EXERCISE REQUIREMENTS: Copy the listing as it is written, and leave each picture out.

DATA FOR PROCESSING:
*** Block opens ***

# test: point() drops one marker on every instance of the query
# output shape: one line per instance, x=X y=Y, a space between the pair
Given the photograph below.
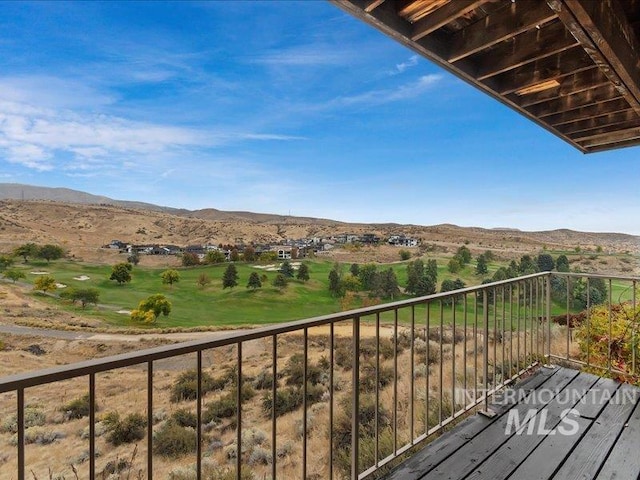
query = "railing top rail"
x=66 y=372
x=597 y=275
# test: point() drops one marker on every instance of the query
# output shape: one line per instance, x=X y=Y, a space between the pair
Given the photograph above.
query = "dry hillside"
x=82 y=229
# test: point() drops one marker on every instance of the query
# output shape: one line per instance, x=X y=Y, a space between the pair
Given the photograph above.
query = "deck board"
x=602 y=441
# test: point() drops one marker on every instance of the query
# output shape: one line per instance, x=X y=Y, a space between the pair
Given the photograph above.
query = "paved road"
x=102 y=337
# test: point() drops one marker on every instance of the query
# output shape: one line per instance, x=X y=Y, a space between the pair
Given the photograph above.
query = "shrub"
x=185 y=418
x=368 y=377
x=226 y=405
x=172 y=440
x=37 y=435
x=77 y=408
x=594 y=339
x=128 y=430
x=295 y=371
x=186 y=386
x=287 y=400
x=264 y=380
x=33 y=417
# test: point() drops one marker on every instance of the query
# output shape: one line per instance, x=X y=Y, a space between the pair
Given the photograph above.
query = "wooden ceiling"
x=572 y=66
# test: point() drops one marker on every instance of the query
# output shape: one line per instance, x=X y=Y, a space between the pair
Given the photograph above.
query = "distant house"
x=403 y=241
x=370 y=239
x=284 y=253
x=116 y=245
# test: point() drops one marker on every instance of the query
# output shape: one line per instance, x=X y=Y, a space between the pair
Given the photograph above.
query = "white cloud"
x=63 y=134
x=305 y=55
x=379 y=97
x=403 y=66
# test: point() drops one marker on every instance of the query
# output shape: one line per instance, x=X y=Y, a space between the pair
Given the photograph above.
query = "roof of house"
x=571 y=66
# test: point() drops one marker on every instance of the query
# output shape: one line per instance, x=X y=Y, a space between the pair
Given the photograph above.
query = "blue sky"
x=280 y=107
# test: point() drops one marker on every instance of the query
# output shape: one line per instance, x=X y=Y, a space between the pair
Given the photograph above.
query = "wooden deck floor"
x=598 y=439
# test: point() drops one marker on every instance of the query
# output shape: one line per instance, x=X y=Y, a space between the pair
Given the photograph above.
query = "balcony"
x=434 y=384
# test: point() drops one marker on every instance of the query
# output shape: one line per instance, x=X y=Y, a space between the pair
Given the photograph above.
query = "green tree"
x=465 y=255
x=45 y=283
x=169 y=277
x=121 y=273
x=150 y=309
x=5 y=262
x=190 y=259
x=513 y=269
x=82 y=295
x=415 y=271
x=203 y=280
x=303 y=272
x=481 y=265
x=389 y=284
x=501 y=274
x=545 y=262
x=367 y=275
x=449 y=286
x=334 y=282
x=25 y=251
x=426 y=286
x=431 y=270
x=527 y=265
x=454 y=265
x=287 y=269
x=349 y=283
x=214 y=256
x=134 y=258
x=562 y=263
x=254 y=281
x=249 y=254
x=230 y=277
x=280 y=282
x=14 y=275
x=50 y=252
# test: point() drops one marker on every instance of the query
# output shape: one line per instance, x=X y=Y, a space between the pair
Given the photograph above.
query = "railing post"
x=485 y=364
x=92 y=426
x=548 y=315
x=20 y=426
x=150 y=420
x=355 y=401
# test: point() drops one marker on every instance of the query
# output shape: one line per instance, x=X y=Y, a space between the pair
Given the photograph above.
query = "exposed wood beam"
x=608 y=147
x=572 y=102
x=525 y=48
x=556 y=67
x=414 y=10
x=612 y=137
x=570 y=85
x=517 y=18
x=371 y=5
x=582 y=136
x=603 y=31
x=442 y=16
x=593 y=111
x=591 y=124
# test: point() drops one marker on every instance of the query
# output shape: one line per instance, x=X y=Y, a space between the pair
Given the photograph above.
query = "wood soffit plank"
x=571 y=66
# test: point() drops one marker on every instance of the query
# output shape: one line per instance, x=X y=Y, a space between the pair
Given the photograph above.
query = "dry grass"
x=124 y=391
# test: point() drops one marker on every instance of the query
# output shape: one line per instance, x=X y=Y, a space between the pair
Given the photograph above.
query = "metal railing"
x=384 y=379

*** Block closes ***

WRITTEN SOLUTION:
# test: point() drops one marker on every instance of the query
# output shape: one line per instance, x=X y=Y, a space between the pair
Given the photograph below.
query = "railing top rail"
x=66 y=372
x=597 y=275
# test: point() drops one marker on every instance of the query
# output shape: one line per instance, x=X y=Y, a space between the pair
Given the photograph above.
query = "dry hillside"
x=82 y=229
# test: point() drops one marker on every instance of the query
# output shape: one line per instance, x=X y=Y, a space between the pair
Given the photograph above.
query = "deck board"
x=602 y=441
# test: point() drops one marker on every instance of the query
# output shape: one line per instance, x=X y=Y, a space between the pair
Given the photograph above.
query = "paved road"
x=102 y=337
# test: point() drops one marker on every instance of the query
# output shape: one line per instance, x=X y=Y, a space between the pair
Given the photograph above.
query = "shrub"
x=185 y=418
x=368 y=377
x=226 y=405
x=172 y=440
x=37 y=435
x=77 y=408
x=594 y=339
x=128 y=430
x=295 y=371
x=186 y=386
x=287 y=400
x=264 y=380
x=33 y=417
# test: point() drops one marker on every instance of the query
# output shape: one line per instance, x=X y=Y, a space between the pair
Given the photograph above.
query = "wooden ceiling"
x=572 y=66
# test: point() drops one marker on every instance of the query
# output shape: one line per instance, x=X y=Y, a space between the pair
Given the photograph above.
query = "distant house"
x=403 y=241
x=370 y=239
x=284 y=253
x=116 y=245
# test: point() drops one marker on every instance of the query
# output shape: one line per instance, x=X y=Y, a space between the pair
Given the photograph above.
query = "white cloud"
x=63 y=134
x=305 y=55
x=379 y=97
x=403 y=66
# test: point() drops one marker on every instance of the query
# output shape: one line per instance, x=X y=Y, a space between the pair
Given the photograph above.
query = "roof of house"
x=571 y=66
# test: point() drops one marker on every instance of the query
# output shape: one line per instance, x=X y=Y, a space between the pair
Given the photograph above.
query = "blue sky"
x=280 y=107
# test: point() drops one marker on every instance of the query
# output shape: one line per instance, x=X y=Y, a space between the pair
Given the photograph above.
query = "wooden deck floor"
x=598 y=439
# test: point() drops one marker on every instance of the query
# output shape: one line per instance, x=X y=Y, a space between the pair
Given the photograph above.
query = "balcony"
x=434 y=384
# test: point() drops one marker on every instance of the query
# output shape: one line per instance, x=X y=Y, a space between the pair
Given the photograph above.
query = "green tree"
x=465 y=255
x=45 y=283
x=169 y=277
x=121 y=273
x=150 y=309
x=5 y=262
x=190 y=259
x=513 y=269
x=82 y=295
x=415 y=271
x=203 y=280
x=303 y=272
x=481 y=265
x=389 y=284
x=501 y=274
x=545 y=262
x=367 y=275
x=449 y=286
x=334 y=282
x=25 y=251
x=426 y=286
x=431 y=270
x=527 y=265
x=454 y=265
x=287 y=269
x=349 y=283
x=214 y=256
x=134 y=258
x=562 y=263
x=254 y=281
x=249 y=254
x=230 y=277
x=280 y=282
x=14 y=275
x=50 y=252
# test: point() drops one marker on every instance of the query
# output shape: one line per instance, x=X y=Y, a space between the pair
Given the photograph above.
query = "railing post"
x=485 y=364
x=92 y=426
x=548 y=315
x=20 y=426
x=150 y=420
x=355 y=401
# test: point() drops one marker on every instance of the query
# output shape: one line per instance, x=X y=Y, a space between the pair
Given the photograph above.
query = "exposed wood beam"
x=608 y=147
x=572 y=102
x=525 y=48
x=556 y=67
x=414 y=10
x=612 y=137
x=570 y=85
x=517 y=18
x=371 y=5
x=582 y=136
x=603 y=31
x=442 y=16
x=593 y=111
x=591 y=124
# test: point() drops one marker on every instance of the query
# output shape: one line per instance, x=X y=Y, a space between the pair
Given the photograph above.
query = "wood soffit plank"
x=571 y=66
# test: point() drops one marker on every instance of the query
# output shape: one line per instance, x=X y=Y, a space between the pair
Given the photograph above.
query = "dry grass"
x=124 y=391
# test: point() drops one marker on every instance of the query
# output shape: one line per instance, x=X y=Y, a space between the pair
Given the photograph above.
query = "metal railing"
x=384 y=379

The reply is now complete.